- _What to work on_
Copy the lines below word for word, starting with the line that contains "Guideline: for each instance of the black van" and going on through the line that contains "column 153, row 451", with both of those lines included.

(Rows from a dataset)

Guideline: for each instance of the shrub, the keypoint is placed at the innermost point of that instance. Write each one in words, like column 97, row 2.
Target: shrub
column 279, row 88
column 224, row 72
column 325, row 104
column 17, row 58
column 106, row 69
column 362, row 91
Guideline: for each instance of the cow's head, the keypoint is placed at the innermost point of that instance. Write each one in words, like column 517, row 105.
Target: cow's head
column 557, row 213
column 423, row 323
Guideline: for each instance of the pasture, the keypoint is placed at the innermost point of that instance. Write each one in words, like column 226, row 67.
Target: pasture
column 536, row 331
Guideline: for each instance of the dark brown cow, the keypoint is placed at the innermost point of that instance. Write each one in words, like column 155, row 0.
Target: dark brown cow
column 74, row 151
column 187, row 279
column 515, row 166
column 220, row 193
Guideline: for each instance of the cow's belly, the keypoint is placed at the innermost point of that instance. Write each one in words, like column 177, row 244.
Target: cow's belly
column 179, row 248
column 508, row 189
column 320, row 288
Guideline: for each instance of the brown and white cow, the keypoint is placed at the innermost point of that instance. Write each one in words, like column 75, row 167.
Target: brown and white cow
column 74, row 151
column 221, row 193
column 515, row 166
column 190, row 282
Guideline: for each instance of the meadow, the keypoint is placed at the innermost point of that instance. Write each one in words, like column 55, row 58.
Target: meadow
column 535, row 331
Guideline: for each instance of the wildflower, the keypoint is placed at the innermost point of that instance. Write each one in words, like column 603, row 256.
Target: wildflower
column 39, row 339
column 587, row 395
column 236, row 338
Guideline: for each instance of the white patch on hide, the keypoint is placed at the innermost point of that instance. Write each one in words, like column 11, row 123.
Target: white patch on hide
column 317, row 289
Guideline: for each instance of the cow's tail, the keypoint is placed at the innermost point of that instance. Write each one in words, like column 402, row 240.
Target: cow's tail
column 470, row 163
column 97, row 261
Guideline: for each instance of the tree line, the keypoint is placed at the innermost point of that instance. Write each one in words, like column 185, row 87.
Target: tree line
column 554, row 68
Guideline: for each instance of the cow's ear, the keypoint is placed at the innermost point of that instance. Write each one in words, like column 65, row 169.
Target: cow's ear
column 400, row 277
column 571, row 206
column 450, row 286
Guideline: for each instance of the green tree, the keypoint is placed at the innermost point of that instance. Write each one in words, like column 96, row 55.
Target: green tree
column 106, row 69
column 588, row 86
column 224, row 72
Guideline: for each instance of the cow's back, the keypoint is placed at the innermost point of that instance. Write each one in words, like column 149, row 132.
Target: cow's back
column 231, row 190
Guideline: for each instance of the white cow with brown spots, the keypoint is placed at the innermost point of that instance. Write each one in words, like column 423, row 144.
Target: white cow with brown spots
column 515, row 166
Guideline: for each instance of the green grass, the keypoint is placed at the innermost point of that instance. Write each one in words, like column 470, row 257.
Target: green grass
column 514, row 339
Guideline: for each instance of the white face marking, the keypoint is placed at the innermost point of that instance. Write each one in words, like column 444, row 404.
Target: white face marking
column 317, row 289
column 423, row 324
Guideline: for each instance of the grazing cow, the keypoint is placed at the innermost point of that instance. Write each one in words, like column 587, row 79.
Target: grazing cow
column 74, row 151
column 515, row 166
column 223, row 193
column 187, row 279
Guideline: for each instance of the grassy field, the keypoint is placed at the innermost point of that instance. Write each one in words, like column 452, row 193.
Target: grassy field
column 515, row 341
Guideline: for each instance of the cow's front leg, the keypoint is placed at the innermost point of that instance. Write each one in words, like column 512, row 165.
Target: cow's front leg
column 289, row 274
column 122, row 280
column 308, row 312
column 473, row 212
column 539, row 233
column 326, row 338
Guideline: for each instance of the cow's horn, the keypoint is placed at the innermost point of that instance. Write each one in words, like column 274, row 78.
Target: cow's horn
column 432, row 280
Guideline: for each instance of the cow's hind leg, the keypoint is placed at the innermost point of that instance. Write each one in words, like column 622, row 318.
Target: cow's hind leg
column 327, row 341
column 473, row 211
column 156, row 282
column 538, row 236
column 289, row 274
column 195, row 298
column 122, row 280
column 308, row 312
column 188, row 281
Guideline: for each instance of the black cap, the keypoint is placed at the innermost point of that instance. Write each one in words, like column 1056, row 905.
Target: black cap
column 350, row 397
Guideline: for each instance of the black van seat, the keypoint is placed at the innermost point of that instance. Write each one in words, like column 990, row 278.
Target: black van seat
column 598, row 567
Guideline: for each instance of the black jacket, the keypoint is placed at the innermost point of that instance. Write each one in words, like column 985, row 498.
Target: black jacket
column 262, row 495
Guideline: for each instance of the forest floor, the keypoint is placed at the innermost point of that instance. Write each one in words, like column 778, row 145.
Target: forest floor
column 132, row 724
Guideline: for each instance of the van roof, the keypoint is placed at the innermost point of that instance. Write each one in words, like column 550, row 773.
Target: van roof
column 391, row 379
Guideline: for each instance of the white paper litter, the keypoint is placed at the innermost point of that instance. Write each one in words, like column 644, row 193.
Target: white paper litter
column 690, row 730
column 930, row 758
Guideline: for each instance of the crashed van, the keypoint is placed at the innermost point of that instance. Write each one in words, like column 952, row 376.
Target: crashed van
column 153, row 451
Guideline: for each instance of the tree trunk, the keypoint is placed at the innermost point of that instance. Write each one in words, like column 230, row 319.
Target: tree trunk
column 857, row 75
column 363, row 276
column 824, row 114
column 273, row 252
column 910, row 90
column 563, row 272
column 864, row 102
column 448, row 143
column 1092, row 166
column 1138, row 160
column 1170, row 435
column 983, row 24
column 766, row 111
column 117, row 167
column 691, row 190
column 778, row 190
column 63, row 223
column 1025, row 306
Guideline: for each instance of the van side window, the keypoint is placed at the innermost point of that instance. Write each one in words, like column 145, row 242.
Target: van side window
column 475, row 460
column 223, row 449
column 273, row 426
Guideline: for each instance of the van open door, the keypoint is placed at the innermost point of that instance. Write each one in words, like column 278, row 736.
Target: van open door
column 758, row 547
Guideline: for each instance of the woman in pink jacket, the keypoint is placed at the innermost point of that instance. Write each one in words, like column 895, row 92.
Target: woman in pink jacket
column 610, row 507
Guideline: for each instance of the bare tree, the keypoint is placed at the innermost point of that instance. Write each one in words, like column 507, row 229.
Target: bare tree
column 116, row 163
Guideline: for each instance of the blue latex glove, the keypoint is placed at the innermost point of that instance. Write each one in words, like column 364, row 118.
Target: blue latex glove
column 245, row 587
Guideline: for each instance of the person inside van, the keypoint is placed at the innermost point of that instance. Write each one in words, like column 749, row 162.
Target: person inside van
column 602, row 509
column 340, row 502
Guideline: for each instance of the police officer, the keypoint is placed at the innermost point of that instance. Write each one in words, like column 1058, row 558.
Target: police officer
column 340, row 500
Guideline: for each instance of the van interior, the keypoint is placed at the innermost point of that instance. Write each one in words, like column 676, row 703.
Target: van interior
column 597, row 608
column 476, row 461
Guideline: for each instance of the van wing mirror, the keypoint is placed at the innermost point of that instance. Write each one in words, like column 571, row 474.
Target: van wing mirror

- _Final result_
Guideline: for each instance of the black van seat, the keypoint is placed at the innermost point of that instance. Write each one in words, like column 990, row 278.
Target: black van seat
column 598, row 567
Guideline: for each instance of the black jacket, the keypoint is placed at the innermost point of that instance. Write each one in words, like column 985, row 498.
Target: black jacket
column 262, row 495
Guideline: for each instance of the forest floor, the keypoint is placed at the innermost point of that instance. Write each one in words, like column 778, row 145.
Target: forest floor
column 132, row 724
Guideline: for each instance of the van roof, the keypoint is placed at the innermost point of that instance. Write each one in words, like column 550, row 773.
Target: van roof
column 391, row 379
Guideline: for each instance of the white paper litter, the keypoint is placed at the innermost point of that instance. Write each one in words, like column 644, row 193.
Target: white paper litter
column 690, row 730
column 930, row 758
Guideline: for each instance of the crashed van, the keypoint is placed at the innermost point of that instance. Write each one in words, like column 952, row 376.
Target: crashed van
column 153, row 451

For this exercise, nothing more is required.